Work to be completed
Output each line of the material exactly as it stands.

[Source data]
**********

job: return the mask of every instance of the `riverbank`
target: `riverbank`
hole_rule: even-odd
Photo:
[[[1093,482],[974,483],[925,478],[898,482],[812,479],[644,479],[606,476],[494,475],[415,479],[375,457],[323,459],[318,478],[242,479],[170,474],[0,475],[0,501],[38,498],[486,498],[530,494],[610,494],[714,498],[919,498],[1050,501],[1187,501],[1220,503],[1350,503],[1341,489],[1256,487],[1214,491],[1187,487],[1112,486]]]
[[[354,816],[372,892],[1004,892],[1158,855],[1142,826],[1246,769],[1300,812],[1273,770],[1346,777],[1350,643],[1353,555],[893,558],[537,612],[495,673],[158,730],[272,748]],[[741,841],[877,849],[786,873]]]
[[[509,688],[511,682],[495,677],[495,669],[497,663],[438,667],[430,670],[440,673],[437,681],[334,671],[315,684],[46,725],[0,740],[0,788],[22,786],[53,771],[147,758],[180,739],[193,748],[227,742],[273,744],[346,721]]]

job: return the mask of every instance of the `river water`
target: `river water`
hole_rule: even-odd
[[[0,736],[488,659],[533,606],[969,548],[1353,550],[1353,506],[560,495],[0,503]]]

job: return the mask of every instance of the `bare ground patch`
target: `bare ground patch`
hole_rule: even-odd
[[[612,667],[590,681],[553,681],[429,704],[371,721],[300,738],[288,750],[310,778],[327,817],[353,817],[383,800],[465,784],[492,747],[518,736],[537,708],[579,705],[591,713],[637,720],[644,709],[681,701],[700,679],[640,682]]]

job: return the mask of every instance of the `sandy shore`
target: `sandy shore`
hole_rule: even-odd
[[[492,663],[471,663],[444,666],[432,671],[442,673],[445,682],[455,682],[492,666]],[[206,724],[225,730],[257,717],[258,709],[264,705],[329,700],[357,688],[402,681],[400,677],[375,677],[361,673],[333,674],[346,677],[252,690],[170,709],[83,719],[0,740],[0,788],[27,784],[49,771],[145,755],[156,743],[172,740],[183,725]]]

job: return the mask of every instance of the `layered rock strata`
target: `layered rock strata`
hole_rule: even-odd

**********

Result of this task
job: return the mask of every instance of the `riverbank`
target: `riverbank`
hole_rule: even-odd
Photo:
[[[1093,482],[974,483],[925,478],[898,482],[812,479],[644,479],[606,476],[494,475],[415,479],[375,457],[323,459],[318,478],[242,479],[170,474],[0,475],[0,501],[38,498],[486,498],[530,494],[610,494],[714,498],[919,498],[1050,501],[1187,501],[1220,503],[1350,503],[1341,489],[1256,487],[1214,491],[1187,487],[1112,486]]]
[[[354,816],[372,892],[1004,892],[1158,855],[1142,826],[1246,769],[1300,812],[1273,770],[1346,777],[1350,643],[1353,555],[893,558],[537,612],[495,673],[158,730],[272,748]],[[741,841],[877,849],[786,873]]]
[[[509,688],[511,682],[495,677],[495,669],[497,663],[438,667],[430,670],[440,673],[437,681],[334,671],[315,684],[46,725],[0,740],[0,788],[22,786],[53,771],[147,758],[180,739],[193,748],[227,742],[273,744],[346,721]]]

job: return the mask of every instance of the `river water`
target: `river water`
hole_rule: even-odd
[[[0,736],[488,659],[533,606],[969,548],[1353,550],[1353,506],[560,495],[0,503]]]

job: return the mask of every instance of the `bare ground patch`
target: `bare ground patch`
hole_rule: even-odd
[[[612,667],[590,681],[553,681],[429,704],[371,721],[300,738],[288,750],[310,778],[327,817],[353,817],[383,800],[465,784],[492,747],[518,736],[537,708],[579,705],[591,713],[637,720],[644,709],[681,701],[700,679],[640,682]]]

job: return the mask of every instance of the `sandy shore`
target: `sandy shore`
hole_rule: even-odd
[[[492,663],[471,663],[444,666],[432,671],[442,673],[445,682],[455,682],[492,666]],[[206,724],[225,730],[257,717],[258,709],[264,705],[329,700],[357,688],[402,681],[400,677],[375,677],[361,673],[333,674],[346,677],[252,690],[170,709],[83,719],[0,740],[0,788],[27,784],[49,771],[145,755],[156,743],[172,740],[183,725]]]

job: return the mask of every instance of the `layered rock strata`
target: `layered rock strata`
hole_rule: even-odd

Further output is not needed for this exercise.